◆ **Written task**:
Gather every line in the records that contains the string "Determine". Only matches with the same letter case count.

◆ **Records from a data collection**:
_____
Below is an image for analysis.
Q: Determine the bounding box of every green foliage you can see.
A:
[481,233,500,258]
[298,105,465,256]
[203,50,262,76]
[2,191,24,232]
_____
◆ **Exercise result**:
Q: Determine the bounding box of every green foliage you can see.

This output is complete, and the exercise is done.